What the task asks
Pictures within the data are to be left out; everything else must be reproduced exactly.

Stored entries

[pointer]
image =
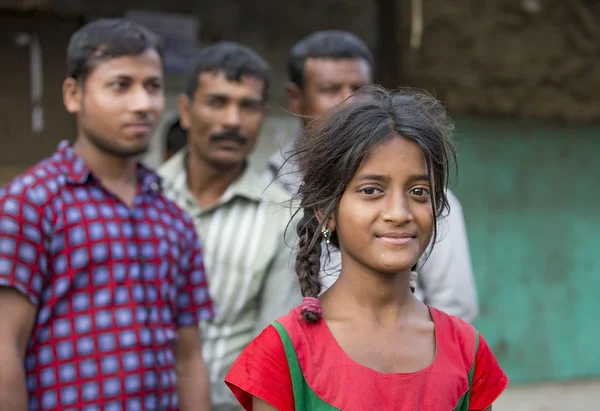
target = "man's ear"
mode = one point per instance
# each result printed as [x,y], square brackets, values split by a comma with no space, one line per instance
[72,95]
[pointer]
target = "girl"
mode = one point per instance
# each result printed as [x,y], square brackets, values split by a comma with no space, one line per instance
[375,171]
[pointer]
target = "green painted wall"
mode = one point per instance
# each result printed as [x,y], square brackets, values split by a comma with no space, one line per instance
[531,197]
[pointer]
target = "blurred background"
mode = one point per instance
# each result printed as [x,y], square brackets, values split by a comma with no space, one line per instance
[521,79]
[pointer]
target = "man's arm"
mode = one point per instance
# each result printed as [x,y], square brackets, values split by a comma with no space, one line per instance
[194,305]
[193,385]
[447,275]
[17,315]
[281,291]
[23,271]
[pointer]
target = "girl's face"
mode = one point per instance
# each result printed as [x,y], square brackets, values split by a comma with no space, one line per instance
[384,220]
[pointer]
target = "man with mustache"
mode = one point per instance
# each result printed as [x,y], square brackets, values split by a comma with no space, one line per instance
[239,219]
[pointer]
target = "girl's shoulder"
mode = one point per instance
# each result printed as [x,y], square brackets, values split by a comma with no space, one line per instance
[455,334]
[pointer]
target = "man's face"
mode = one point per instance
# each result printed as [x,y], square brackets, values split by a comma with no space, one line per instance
[328,82]
[223,119]
[120,103]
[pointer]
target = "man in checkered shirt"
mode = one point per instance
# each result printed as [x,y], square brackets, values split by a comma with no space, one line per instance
[102,282]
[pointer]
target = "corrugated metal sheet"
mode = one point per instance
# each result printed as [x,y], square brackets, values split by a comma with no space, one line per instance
[531,195]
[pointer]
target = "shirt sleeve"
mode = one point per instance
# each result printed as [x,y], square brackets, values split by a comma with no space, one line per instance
[23,259]
[281,290]
[447,274]
[262,371]
[489,381]
[194,302]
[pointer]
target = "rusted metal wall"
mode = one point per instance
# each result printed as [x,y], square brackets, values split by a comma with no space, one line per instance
[531,195]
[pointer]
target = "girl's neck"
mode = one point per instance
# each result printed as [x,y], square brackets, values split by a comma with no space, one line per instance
[385,298]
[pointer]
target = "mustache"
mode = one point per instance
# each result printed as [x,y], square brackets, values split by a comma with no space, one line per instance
[235,136]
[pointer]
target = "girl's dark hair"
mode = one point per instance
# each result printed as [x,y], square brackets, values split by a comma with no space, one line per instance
[333,147]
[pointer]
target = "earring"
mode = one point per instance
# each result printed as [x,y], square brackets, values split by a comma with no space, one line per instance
[326,233]
[413,280]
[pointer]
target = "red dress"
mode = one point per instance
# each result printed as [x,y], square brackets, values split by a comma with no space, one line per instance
[293,365]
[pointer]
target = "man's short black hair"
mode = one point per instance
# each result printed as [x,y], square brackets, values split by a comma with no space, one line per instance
[330,44]
[176,137]
[234,60]
[106,39]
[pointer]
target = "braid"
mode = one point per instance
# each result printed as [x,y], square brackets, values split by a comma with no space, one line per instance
[308,261]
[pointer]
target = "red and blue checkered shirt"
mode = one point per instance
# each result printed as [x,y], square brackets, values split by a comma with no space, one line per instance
[111,284]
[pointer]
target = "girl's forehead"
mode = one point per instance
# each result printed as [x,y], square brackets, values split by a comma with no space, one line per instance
[394,156]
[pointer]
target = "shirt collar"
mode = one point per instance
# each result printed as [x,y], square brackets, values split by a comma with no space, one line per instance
[78,173]
[248,185]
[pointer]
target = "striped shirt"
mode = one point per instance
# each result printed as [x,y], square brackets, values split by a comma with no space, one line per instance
[248,264]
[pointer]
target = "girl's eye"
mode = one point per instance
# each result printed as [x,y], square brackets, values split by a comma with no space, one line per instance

Exercise solution
[pointer]
image =
target = "man's ear"
mode = one point per instance
# each result printed as [x,y], square brackets, values split by a comma with no space, one line per instance
[72,95]
[pointer]
target = "girl"
mode = one point per instance
# each result printed as [x,y], square brackets, values split by a comma with no space, one line per instance
[375,171]
[pointer]
target = "green painted wall"
mode = one point per instance
# each result printed as [x,y], square brackets, values split by a comma with no space, one line per instance
[531,197]
[pointer]
target = "blurred background"
mode = one point per instance
# each result printed as [x,y], square brackets, values split by a comma with no space, one line per instance
[521,79]
[pointer]
target = "man's arm"
mode = one point per instance
# each result printed as [x,y], square brackets, values split by a comma with no space, one line per instance
[194,305]
[193,385]
[447,275]
[17,315]
[281,291]
[23,271]
[pointer]
target = "girl's face"
mode = one point per instance
# each result printed as [x,y], square brackets, values split by a comma with no space, one line per instance
[384,220]
[pointer]
target = "man with mustache"
mode = one point per instance
# each result printed as [x,y], square brackets, values split by a comma with no space, one line per instance
[239,219]
[pointer]
target = "girl's shoulder"
mode = one point per instance
# each result printed as [x,y], square brackets, values split by a comma with no space, one line per instance
[455,334]
[pointer]
target = "man's face"
mode = one point per instance
# each result printed as [x,y], square brackets, values split by a comma with no space, one line per instance
[328,82]
[223,119]
[120,103]
[pointer]
target = "man in checkered shirt"
mode = one point per instance
# each result printed as [x,y], square brackets, values split by a comma with no space, one line per instance
[102,282]
[pointer]
target = "corrugated metal sheet"
mode = one point per instance
# each result printed as [x,y], square brackets, values split by a comma with no space, one line per instance
[531,195]
[pointer]
target = "shirt sleeve"
mode = one point per instance
# each result printed as [x,y], square brackets, values split by a comma with no space, one line per instance
[23,259]
[281,290]
[447,274]
[262,371]
[489,381]
[194,302]
[pointer]
target = "rusted metal wall"
mode = one point per instance
# each result printed as [x,y], square brackets, values split by a comma with no space, one line per instance
[531,195]
[pointer]
target = "girl's neck"
mode = one point per instance
# each result printed as [x,y], square brackets, values split by a comma with no space, one line per instance
[385,298]
[pointer]
target = "mustache"
mode = one point per instance
# each result printed as [x,y], square brackets, values split by a comma with no space, one line per instance
[235,136]
[pointer]
target = "girl's dark hair"
mode = one point per instance
# each result printed as [x,y], square brackets, values split by a comma with no space, one line per instance
[333,147]
[pointer]
target = "earring"
mode = one point per instance
# each result printed as [x,y], square brackets, values split by a comma with no space, one line per instance
[326,233]
[413,280]
[pointer]
target = "red dress"
mode = one point per instance
# each result printed as [x,y], square brackets, values split by a comma with no space, one line per instance
[293,365]
[pointer]
target = "man's short black hair"
mode = one point per instance
# each result printed as [x,y], square brackets, values split by a comma with no space, one line per instance
[330,44]
[176,137]
[234,60]
[106,39]
[pointer]
target = "braid"
mode = one point per instance
# each result printed as [x,y], square brackets, values split by a comma with no space, one line per instance
[308,261]
[pointer]
target = "red and blue checkered shirt"
mode = one point per instance
# each result printed as [x,y], square brackets, values split by a comma with no space, one line per instance
[111,284]
[pointer]
target = "girl's forehead"
mode = one point per instance
# each result printed as [x,y], square brackets, values split by a comma with no space, one line per instance
[394,156]
[pointer]
target = "shirt collar"
mode = one point per instance
# each result printed as [x,y], square brackets, values split by a comma with no space, one line per instance
[78,173]
[248,185]
[pointer]
target = "striped shirt"
mode = one point per instance
# each result printed as [x,y], square brackets, values split by a comma with no space, one line per instance
[248,264]
[pointer]
target = "girl's eye"
mode = one point per instance
# each result printed as [x,y], square brackets, values split by a comma with no space, one line per instance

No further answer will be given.